→ **DIRECTIVE**: Extend the audio-data notebook below, picking up right after its last line.

In [1]:
%matplotlib inline
import numpy as np
import pandas as pd
import matplotlib.pyplot as plt
import seaborn as sns
from numpy import *
import glob
import scipy 
from datetime import datetime as dt
import sklearn
sns.style = 'darkgrid'
import ruptures as rpt

In [2]:
# read the audio file skipping three out of every 4 rows
audio = pd.read_csv('tables/audio/audio.csv', skiprows = [i if i%60 != 0 else 1 for i in range(100000)])

In [3]:
audio

Unnamed: 0,timestamp,audio inference,uid,time,date
0,1364342426,0,u18,2013-03-27 00:00:26,2013-03-27
1,1364342430,0,u18,2013-03-27 00:00:30,2013-03-27
2,1364342433,0,u18,2013-03-27 00:00:33,2013-03-27
3,1364342437,0,u18,2013-03-27 00:00:37,2013-03-27
4,1364342441,0,u18,2013-03-27 00:00:41,2013-03-27
...,...,...,...,...,...
99297468,1369169620,0,u20,2013-05-21 20:53:40,2013-05-21
99297469,1369169621,0,u20,2013-05-21 20:53:41,2013-05-21
99297470,1369169622,0,u20,2013-05-21 20:53:42,2013-05-21
99297471,1369169623,0,u20,2013-05-21 20:53:43,2013-05-21


In [4]:
def location_intervals(indoor_locations): 
    """

→ **RECORD SET**:
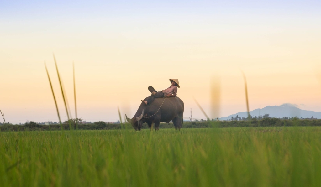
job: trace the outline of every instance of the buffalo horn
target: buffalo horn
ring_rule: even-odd
[[[140,116],[138,117],[137,118],[137,121],[139,121],[143,118],[143,116],[144,116],[144,109],[143,109],[143,112],[142,113],[142,115],[140,115]]]
[[[126,119],[127,120],[127,121],[128,122],[128,123],[130,123],[132,122],[132,120],[131,120],[130,119],[129,119],[129,118],[128,118],[128,117],[127,117],[127,115],[126,115],[125,114],[125,116],[126,116]]]

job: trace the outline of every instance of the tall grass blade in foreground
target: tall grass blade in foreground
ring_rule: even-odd
[[[213,77],[211,83],[211,117],[215,119],[220,117],[221,100],[221,80],[218,76]]]
[[[59,84],[60,85],[60,89],[61,90],[61,94],[62,94],[62,98],[64,99],[64,103],[65,104],[65,108],[66,108],[66,113],[67,113],[67,116],[68,118],[68,120],[69,121],[70,118],[69,117],[69,114],[68,113],[68,109],[67,106],[67,104],[66,102],[66,98],[65,98],[65,97],[64,93],[64,89],[63,88],[61,80],[60,79],[60,75],[59,74],[59,71],[58,71],[58,66],[57,65],[57,62],[56,61],[56,58],[55,56],[55,55],[54,54],[53,55],[54,60],[55,60],[55,64],[56,66],[56,70],[57,70],[57,74],[58,76],[58,80],[59,81]]]
[[[199,104],[199,103],[198,103],[198,102],[196,100],[196,99],[194,98],[193,98],[194,99],[194,101],[195,102],[195,103],[196,103],[196,104],[197,105],[197,106],[198,106],[198,107],[200,109],[201,109],[201,110],[202,111],[202,112],[203,113],[203,114],[204,114],[204,115],[205,115],[205,116],[206,117],[206,119],[210,119],[210,118],[208,117],[208,116],[206,114],[206,113],[205,113],[205,111],[204,111],[204,110],[203,110],[203,108],[202,107],[202,106],[201,106],[201,105]]]
[[[76,115],[76,118],[78,118],[77,117],[77,105],[76,99],[76,83],[75,81],[75,64],[73,62],[73,72],[74,75],[74,97],[75,98],[75,113]]]
[[[245,89],[245,99],[246,101],[246,109],[247,111],[247,117],[248,118],[249,120],[250,120],[251,119],[250,119],[250,108],[248,106],[248,98],[247,96],[247,85],[246,81],[246,77],[245,77],[245,74],[244,74],[244,72],[242,70],[241,71],[243,75],[243,78],[244,79],[244,87]]]
[[[1,111],[1,110],[0,110],[0,113],[1,113],[1,115],[2,116],[2,118],[3,118],[3,121],[4,121],[4,123],[5,123],[5,120],[4,119],[4,113],[3,114],[2,112]]]
[[[78,117],[77,116],[77,104],[76,99],[76,83],[75,79],[75,64],[73,62],[73,74],[74,76],[74,97],[75,99],[75,114],[76,115],[76,119],[78,119]],[[76,129],[78,129],[78,123],[77,120],[76,120]]]
[[[59,111],[58,110],[58,106],[57,105],[57,101],[56,100],[56,97],[55,96],[55,93],[54,92],[54,89],[52,88],[52,85],[51,84],[51,81],[50,80],[50,77],[49,76],[49,73],[48,72],[48,69],[47,69],[47,66],[45,63],[45,67],[46,68],[46,71],[47,72],[47,75],[48,75],[48,79],[49,80],[49,84],[50,84],[50,88],[51,89],[51,93],[52,93],[52,96],[54,97],[54,100],[55,101],[55,104],[56,106],[56,109],[57,110],[57,115],[58,116],[58,118],[59,119],[59,123],[60,123],[61,129],[63,130],[62,125],[61,124],[61,120],[60,119],[60,115],[59,114]]]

→ **EXERCISE ANSWER**:
    given indoor_locations dataframe, returns a list of tuples [(start timestamp, end timestamp)] that represents intervals
    where the person was in those locations continuously (sensors within 30 minutes of each other)
    """
    # the following code creates a list of tuples which represent the ranges of timestamps where users were inside
    start_timestamp = None
    loc_intervals = []
    for i in indoor_locations.index:
        
        current_timestamp = indoor_locations.loc[i]['timestamp']
        
        if start_timestamp is None: 
            start_timestamp = current_timestamp
            
        # don't consider locations continuous when sensed more than 1/2 hour apart
        if current_timestamp > start_timestamp + 1800:
            loc_intervals.append((start_timestamp, current_timestamp))
            start_timestamp = None
            continue
        try: 
            # if the next index is not inside, we go to the except loop, otherwise continue
            indoor_locations.loc[i + 1]
            continue
        except: 
            # in the event the next index is not inside, this is the end of the time range so we append that to the intervals
            if current_timestamp - start_timestamp >= 1800: 
                loc_intervals.append((start_timestamp, current_timestamp))
            start_timestamp = None
            continue
    

    return loc_intervals

In [5]:
def party_intervals(audio, loc_intervals): 
    """
    given input audio dataframe and loc_intervals containing timestamp location intervals
    """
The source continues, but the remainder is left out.